*Work instructions*.
A) Answer these questions from the commentary on Justice Scalia's remark:
(i) According to Scalia, what is all you need to keep things up-to-date?
(ii) Which case is cited as holding that Congress lacked authority to outlaw private acts of discrimination under the Fourteenth Amendment?
(iii) Under which clause did Katzenbach v. McClung uphold provisions of the Civil Rights Act of 1964?
B) In the commentary on Justice Scalia's remark, reproduce the stretch from "I’ll be happy" through "the Commerce Clause).", replacing "private" with "individual" each time it appears.
C) Extend the commentary on Justice Scalia's remark beyond its final sentence.

You do not need the Constitution to reflect the wishes of the current society. Certainly the Constitution does not require discrimination on the basis of sex. The only issue is whether it prohibits it. It doesn’t. Nobody ever thought that that’s what it meant. Nobody ever voted for that. If the current society wants to outlaw discrimination by sex, hey we have things called legislatures, and they enact things called laws. You don’t need a constitution to keep things up-to-date. All you need is a legislature and a ballot box.

That answer came in response to a question regarding whether the Fourteenth Amendment, which, among other things, prohibits any state from “deny[ing] to any person within its jurisdiction equal protection of the laws” (U.S. Const. Amend. 14, § 1), applies to discrimination on the basis of sex or sexual orientation. And in answer to that question, Justice Scalia said the Constitution doesn’t prohibit discrimination on the basis of sex, adding for emphasis: “Nobody ever thought that that’s what it meant.”

You be the judge of whether that statement is smug; but if it’s painstaking accuracy you’re looking for, with or without smugness, you won’t find it in what Justice Scalia said.

I’ll be happy to explain, but first a word in Scalia’s defense: To the extent he meant the Constitution doesn’t prohibit private acts of discrimination, he’s right. That’s because aside from the Thirteen Amendment, which prohibits slavery, the Constitution generally does not regulate private behavior. See, e.g., Civil Rights Cases, 109 U.S. 3 (1883) (holding that Congress did not have the authority to outlaw private acts of discrimination under the Fourteenth Amendment.) And federal statutes prohibiting, for example, discrimination in employment or in public accommodations, are grounded not in the Equal Protection clause of the Fourteenth Amendment but in Congress’ power under Article I, Section 8, “[t]o regulate Commerce … among the several States.” See Katzenbach v. McClung, 379 U.S. 294 (1964) (upholding various provisions of the Civil Rights Act of 1964 under the Commerce Clause).

*Supplied material*.

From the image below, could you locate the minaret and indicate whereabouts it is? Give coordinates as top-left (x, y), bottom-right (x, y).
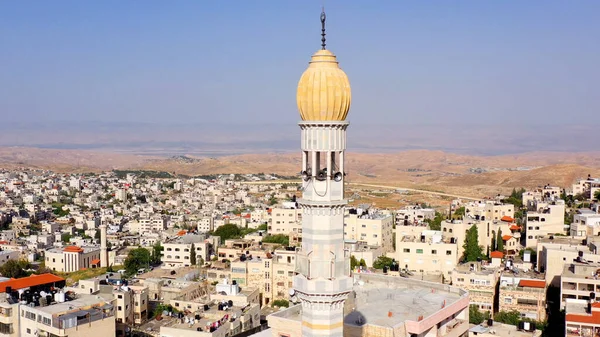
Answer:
top-left (294, 11), bottom-right (352, 337)
top-left (99, 224), bottom-right (108, 267)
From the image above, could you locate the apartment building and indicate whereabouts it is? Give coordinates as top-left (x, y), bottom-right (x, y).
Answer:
top-left (45, 245), bottom-right (101, 273)
top-left (536, 237), bottom-right (600, 287)
top-left (570, 209), bottom-right (600, 239)
top-left (564, 298), bottom-right (600, 337)
top-left (525, 199), bottom-right (568, 247)
top-left (160, 300), bottom-right (260, 337)
top-left (452, 262), bottom-right (500, 316)
top-left (197, 217), bottom-right (214, 233)
top-left (521, 185), bottom-right (562, 207)
top-left (269, 204), bottom-right (302, 235)
top-left (19, 293), bottom-right (116, 337)
top-left (498, 268), bottom-right (546, 320)
top-left (560, 259), bottom-right (600, 309)
top-left (464, 200), bottom-right (515, 221)
top-left (127, 215), bottom-right (167, 235)
top-left (395, 227), bottom-right (459, 279)
top-left (396, 205), bottom-right (435, 226)
top-left (113, 286), bottom-right (149, 336)
top-left (571, 174), bottom-right (600, 201)
top-left (344, 208), bottom-right (394, 253)
top-left (344, 240), bottom-right (382, 267)
top-left (161, 234), bottom-right (213, 269)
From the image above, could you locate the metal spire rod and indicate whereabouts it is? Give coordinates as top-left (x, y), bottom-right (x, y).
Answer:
top-left (321, 6), bottom-right (326, 50)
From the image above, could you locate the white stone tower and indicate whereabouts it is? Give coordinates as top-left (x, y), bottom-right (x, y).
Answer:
top-left (294, 8), bottom-right (352, 337)
top-left (99, 224), bottom-right (108, 267)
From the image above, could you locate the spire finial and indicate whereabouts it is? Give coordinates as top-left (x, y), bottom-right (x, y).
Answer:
top-left (321, 6), bottom-right (326, 50)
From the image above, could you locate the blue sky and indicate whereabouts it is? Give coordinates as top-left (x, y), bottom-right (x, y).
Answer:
top-left (0, 0), bottom-right (600, 125)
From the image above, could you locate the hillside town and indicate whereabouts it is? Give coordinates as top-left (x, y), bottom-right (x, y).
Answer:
top-left (0, 169), bottom-right (600, 337)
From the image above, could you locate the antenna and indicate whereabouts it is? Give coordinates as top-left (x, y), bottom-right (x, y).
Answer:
top-left (321, 5), bottom-right (327, 50)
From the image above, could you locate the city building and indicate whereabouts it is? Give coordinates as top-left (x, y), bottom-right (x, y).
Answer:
top-left (162, 233), bottom-right (213, 269)
top-left (525, 199), bottom-right (568, 247)
top-left (45, 245), bottom-right (102, 273)
top-left (344, 208), bottom-right (394, 253)
top-left (452, 262), bottom-right (500, 317)
top-left (395, 226), bottom-right (460, 280)
top-left (498, 270), bottom-right (546, 321)
top-left (269, 203), bottom-right (302, 235)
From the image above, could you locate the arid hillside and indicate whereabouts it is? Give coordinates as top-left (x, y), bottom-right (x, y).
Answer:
top-left (0, 148), bottom-right (600, 196)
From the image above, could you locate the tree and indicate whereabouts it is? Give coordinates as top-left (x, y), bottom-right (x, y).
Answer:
top-left (350, 255), bottom-right (358, 270)
top-left (373, 255), bottom-right (394, 269)
top-left (150, 241), bottom-right (164, 264)
top-left (496, 228), bottom-right (504, 252)
top-left (124, 247), bottom-right (151, 275)
top-left (469, 304), bottom-right (490, 324)
top-left (190, 243), bottom-right (196, 266)
top-left (462, 226), bottom-right (483, 262)
top-left (0, 260), bottom-right (30, 278)
top-left (454, 206), bottom-right (465, 218)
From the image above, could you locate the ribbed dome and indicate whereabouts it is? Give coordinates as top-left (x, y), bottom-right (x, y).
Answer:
top-left (296, 49), bottom-right (352, 121)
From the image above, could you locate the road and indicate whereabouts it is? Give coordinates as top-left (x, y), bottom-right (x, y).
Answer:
top-left (241, 180), bottom-right (481, 200)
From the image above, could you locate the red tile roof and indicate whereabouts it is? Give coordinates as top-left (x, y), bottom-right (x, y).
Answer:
top-left (0, 274), bottom-right (65, 293)
top-left (519, 280), bottom-right (546, 289)
top-left (565, 303), bottom-right (600, 325)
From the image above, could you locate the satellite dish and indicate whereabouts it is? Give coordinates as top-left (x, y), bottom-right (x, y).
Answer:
top-left (317, 169), bottom-right (327, 181)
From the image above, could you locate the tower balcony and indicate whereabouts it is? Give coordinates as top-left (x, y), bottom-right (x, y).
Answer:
top-left (295, 251), bottom-right (350, 280)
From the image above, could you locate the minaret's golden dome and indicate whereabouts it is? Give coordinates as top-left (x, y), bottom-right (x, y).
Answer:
top-left (296, 49), bottom-right (352, 121)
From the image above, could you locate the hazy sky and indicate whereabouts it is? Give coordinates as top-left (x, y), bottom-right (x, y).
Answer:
top-left (0, 0), bottom-right (600, 126)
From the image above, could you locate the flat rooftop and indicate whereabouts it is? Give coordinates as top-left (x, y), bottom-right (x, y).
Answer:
top-left (36, 295), bottom-right (106, 315)
top-left (344, 276), bottom-right (461, 327)
top-left (469, 322), bottom-right (542, 337)
top-left (273, 274), bottom-right (468, 327)
top-left (136, 266), bottom-right (199, 280)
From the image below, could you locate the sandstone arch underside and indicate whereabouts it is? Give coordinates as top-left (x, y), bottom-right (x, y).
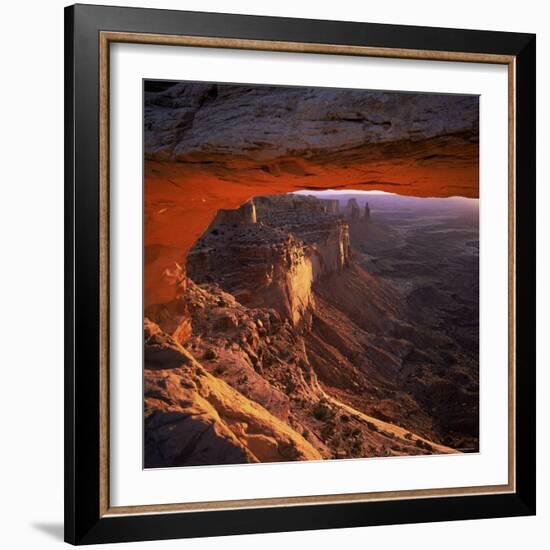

*Responses*.
A)
(i) A legislature and a ballot box.
(ii) The Civil Rights Cases, 109 U.S. 3 (1883).
(iii) The Commerce Clause.

B)
I’ll be happy to explain, but first a word in Scalia’s defense: To the extent he meant the Constitution doesn’t prohibit individual acts of discrimination, he’s right. That’s because aside from the Thirteen Amendment, which prohibits slavery, the Constitution generally does not regulate individual behavior. See, e.g., Civil Rights Cases, 109 U.S. 3 (1883) (holding that Congress did not have the authority to outlaw individual acts of discrimination under the Fourteenth Amendment.) And federal statutes prohibiting, for example, discrimination in employment or in public accommodations, are grounded not in the Equal Protection clause of the Fourteenth Amendment but in Congress’ power under Article I, Section 8, “[t]o regulate Commerce … among the several States.” See Katzenbach v. McClung, 379 U.S. 294 (1964) (upholding various provisions of the Civil Rights Act of 1964 under the Commerce Clause).

C)
But in his answer to the question whether the Fourteenth Amendment applies to sex discrimination, Scalia didn’t distinguish between private action and state action; and, in fact, the Fourteenth Amendment expressly prohibits certain types of discriminatory actions taken by state and local governments – that, of course, is what it means to say that a state cannot “deny to any person within its jurisdiction equal protection of the laws”: A state can’t apply its laws in a discriminatory manner. (Note, too, that the Supreme Court has long held that the Due Process Clause of the Fifth Amendment has an equal protection component, such that the federal government is equally barred from engaging in certain types of discrimination. See Bowling v. Sharpe, 347 U.S. 497 (1954).) So, presumably what Scalia was saying was: No, the Equal Protection Clause of the Fourteenth Amendment does not prohibit sex discrimination by state and local governments (and, by extension, neither does the equal protection component of the Fifth Amendment’s Due Process Clause prohibit sex discrimination by the federal government); and, further, that “Nobody ever thought that that’s what it meant.”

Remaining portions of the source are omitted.